─── Document excerpt

Specifically I'd like to focus on reinforcement learning, because this most closely matches the concept of an AI that has agency and makes decisions. A reinforcement learning agent is usually defined as a program that interacts with an environment, maximising the sum of rewards it receives.

The environment represents the problem to be solved, and the rewards are a measure of how good the solution is. For some problems - a board game, 3-SAT - assessing a solution (giving a reward) is easy, for others computing a reward may be as difficult as solving the problem in the first place. Those are likely not good candidates to be solved with RL ;)

To facilitate discussion, I would suggest one top level reply per problem, specifying:

Disclaimer: I work on RL, so if you make suggestions that are feasible and would have substantial positive impact on the world, I may pursue them.

Answers

answer by Daniel Kokotajlo · 2020-07-08T14:31:21.009Z · LW(p) · GW(p)

The problem: Winning Diplomacy games against humans.

The action space: You control an empire in early twentieth-century Europe. You can write orders to your armies and fleets to move and cities to build more armies and fleets. Crucially, you can also engage in text messaging with the other empires. When a timer runs out, the orders are all simultaneously carried out.

The reward: 0 for losing, 1 for winning by yourself, some sort of fractional reward for victories split with other players.

I'm no AI scientist, so I might be totally wrong, but I suspect that you could fine-tune a language model like GPT-2 on a corpus of online diplomacy game chat logs, and then use that model somehow as a component of the RL agent that you train to play the game.

──────
─── Study material

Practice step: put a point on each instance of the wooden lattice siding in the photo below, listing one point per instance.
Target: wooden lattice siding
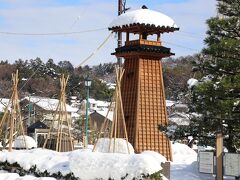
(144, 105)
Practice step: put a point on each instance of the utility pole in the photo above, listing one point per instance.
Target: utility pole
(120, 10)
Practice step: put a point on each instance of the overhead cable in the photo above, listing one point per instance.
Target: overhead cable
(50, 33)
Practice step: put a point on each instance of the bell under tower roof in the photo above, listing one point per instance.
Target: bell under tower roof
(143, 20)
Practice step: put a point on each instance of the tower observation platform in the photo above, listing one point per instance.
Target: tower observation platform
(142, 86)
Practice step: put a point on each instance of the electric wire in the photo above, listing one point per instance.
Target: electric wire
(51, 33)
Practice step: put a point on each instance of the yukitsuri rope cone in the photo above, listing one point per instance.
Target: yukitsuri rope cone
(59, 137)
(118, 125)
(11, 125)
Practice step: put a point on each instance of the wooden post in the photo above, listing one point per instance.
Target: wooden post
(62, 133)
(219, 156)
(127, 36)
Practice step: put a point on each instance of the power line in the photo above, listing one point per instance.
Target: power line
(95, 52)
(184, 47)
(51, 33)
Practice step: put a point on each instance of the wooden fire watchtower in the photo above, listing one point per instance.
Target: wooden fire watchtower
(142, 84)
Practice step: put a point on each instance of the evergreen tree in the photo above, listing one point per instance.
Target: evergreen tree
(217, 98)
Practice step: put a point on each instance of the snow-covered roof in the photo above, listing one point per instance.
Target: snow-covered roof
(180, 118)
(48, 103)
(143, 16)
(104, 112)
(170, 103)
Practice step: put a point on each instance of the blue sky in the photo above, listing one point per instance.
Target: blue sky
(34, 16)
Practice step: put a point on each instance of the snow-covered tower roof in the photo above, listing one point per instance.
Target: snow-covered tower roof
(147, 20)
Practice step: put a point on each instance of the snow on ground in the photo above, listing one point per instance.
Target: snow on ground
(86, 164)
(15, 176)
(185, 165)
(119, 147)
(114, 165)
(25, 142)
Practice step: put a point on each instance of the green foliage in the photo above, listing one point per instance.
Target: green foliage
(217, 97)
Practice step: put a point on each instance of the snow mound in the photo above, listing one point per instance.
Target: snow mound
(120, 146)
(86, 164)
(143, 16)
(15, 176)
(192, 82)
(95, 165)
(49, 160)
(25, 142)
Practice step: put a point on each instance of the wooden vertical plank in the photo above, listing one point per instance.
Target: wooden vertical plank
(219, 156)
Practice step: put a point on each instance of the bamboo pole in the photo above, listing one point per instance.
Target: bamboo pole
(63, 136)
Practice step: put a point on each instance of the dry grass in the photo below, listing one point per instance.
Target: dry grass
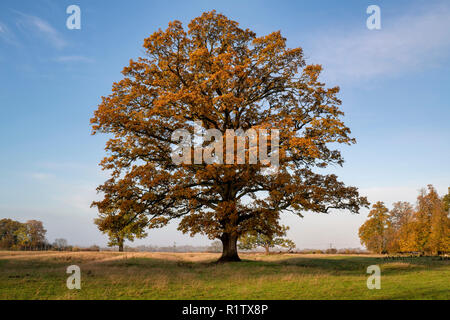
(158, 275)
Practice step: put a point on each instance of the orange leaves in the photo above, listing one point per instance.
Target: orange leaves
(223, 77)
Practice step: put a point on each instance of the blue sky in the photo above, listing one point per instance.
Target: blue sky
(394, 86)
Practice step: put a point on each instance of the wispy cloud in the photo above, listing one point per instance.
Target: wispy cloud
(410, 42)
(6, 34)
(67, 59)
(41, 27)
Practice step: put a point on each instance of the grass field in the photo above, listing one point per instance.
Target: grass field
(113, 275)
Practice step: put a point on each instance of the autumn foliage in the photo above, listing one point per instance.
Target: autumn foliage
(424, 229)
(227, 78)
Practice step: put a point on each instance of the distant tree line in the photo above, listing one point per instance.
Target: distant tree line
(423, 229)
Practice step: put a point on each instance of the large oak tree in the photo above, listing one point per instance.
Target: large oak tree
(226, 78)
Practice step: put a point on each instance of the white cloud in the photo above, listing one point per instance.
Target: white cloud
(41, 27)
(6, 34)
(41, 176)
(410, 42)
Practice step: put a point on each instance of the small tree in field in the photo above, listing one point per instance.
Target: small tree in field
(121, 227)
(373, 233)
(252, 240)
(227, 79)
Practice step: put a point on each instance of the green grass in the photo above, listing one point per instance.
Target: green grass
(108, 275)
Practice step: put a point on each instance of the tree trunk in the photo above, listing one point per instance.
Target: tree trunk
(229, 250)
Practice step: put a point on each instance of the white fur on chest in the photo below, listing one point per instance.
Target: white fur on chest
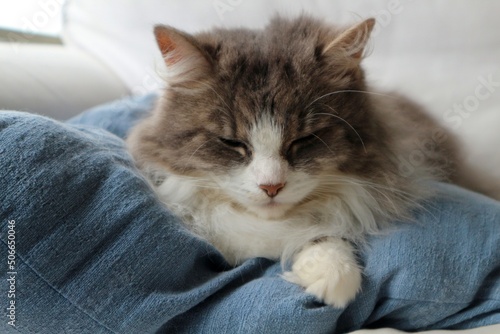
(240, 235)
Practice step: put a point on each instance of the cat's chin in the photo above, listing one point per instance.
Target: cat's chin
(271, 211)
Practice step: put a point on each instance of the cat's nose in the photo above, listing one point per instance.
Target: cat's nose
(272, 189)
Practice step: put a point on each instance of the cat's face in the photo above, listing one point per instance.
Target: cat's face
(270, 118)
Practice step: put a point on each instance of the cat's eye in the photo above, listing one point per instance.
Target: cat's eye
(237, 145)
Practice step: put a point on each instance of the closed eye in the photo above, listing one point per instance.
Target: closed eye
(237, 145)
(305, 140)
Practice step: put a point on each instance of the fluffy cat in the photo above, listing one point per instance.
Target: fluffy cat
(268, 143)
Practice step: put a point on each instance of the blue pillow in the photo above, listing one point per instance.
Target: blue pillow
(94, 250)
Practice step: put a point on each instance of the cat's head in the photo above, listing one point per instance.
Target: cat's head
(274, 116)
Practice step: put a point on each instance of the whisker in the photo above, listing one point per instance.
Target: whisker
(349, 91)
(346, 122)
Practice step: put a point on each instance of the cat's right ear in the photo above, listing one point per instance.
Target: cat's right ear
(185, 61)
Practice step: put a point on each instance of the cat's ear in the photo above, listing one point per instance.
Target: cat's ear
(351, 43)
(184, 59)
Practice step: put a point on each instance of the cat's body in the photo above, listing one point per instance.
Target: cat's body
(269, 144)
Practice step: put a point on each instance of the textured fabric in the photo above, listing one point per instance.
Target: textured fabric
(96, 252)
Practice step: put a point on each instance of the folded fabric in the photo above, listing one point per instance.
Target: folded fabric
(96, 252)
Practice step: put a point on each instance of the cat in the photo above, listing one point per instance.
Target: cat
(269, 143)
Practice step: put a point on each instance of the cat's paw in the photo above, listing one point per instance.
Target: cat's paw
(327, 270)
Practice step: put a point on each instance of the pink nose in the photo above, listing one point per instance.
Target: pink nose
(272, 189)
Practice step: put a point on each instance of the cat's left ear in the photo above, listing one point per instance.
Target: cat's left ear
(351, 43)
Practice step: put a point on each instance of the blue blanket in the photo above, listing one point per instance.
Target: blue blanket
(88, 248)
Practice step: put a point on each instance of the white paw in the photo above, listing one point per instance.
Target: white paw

──────

▸ **Tasks to complete**:
1 - From the text on reinforcement learning problems, list each outcome in the Diplomacy answer's reward scheme together with the reward it gets.
2 - Write the next part of the text on reinforcement learning problems, picking up right after its last sentence.
These records were drawn from a different source than the text.

▸ **Replies**:
1 -
- Losing: 0
- Winning by yourself: 1
- Victories split with other players: some sort of fractional reward

2 -
Not sure this would be good or bad for the world, just thought it would be interesting. I sure would love to see it, haha.

comment by Peter Jin (peterhj) · 2020-07-08T15:14:53.610Z · LW(p) · GW(p)

You might be interested to learn about some recently announced work on training agents with reinforcement learning to play "no-press" Diplomacy:

answer by Filipe Marchesini · 2020-07-08T16:57:33.147Z · LW(p) · GW(p)

Problem: Automatic planting

Action space: the agent obtains data from the sensors and decides how to use the actuators (temperature modifiers, humidity, exposure to sunlight/other modifier) to maximize specific crop characteristics

The reward: the agent knows that he is performing better when he minimizes the time needed for the plants to reach specific characteristics. For example, when trying to minimize the time required for three plants to reach a specific height of 0.2m, a higher score would be attributed to the action policy that led the plant to grow faster to (0.02, 0.05, 0.10, 0.15, 0.20)m. Or say a watermelon plantation, the policy of mapping conditions of temperature, humidity (etc) that led to the emergence of the largest watermelon (given a threshold) in the shortest time possible would reward the agent with higher scores.

If it is possible to achieve high efficiency on food production using RL agents that control cheap sensors on a simple wooden box and cheap products (earth, seeds, water), we could mass produce boxes and distribute them with the embedded agent and a few rules to the final user. Users with this system would get enough food that would pay the cost of the system itself. Users could buy more boxes by selling the exceeding food, and they could distribute the boxes with neighbours, providing substantial positive impact on the world.

I really believe we should decentralize food production and it would be easier with low cost systems that automate practically the whole process, and the user would just do easy things. People would get healthier foods, they would spend less money on food (leaving more money to invest in other needs), they would develop less diseases associated with the consumption of high industrialized products or products with high amount of herbicides.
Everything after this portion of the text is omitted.